Recorded data |
= = = =

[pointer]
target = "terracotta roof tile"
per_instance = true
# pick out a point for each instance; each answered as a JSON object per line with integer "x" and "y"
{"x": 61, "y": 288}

= = = =

Given task |
Substitute "clay" for "terracotta" in the material above and reproduce it with no other changes.

Answer to this problem |
[pointer]
target = "clay roof tile"
per_instance = true
# pick out a point for each instance; each answered as a JSON object per line with integer "x" and "y"
{"x": 61, "y": 288}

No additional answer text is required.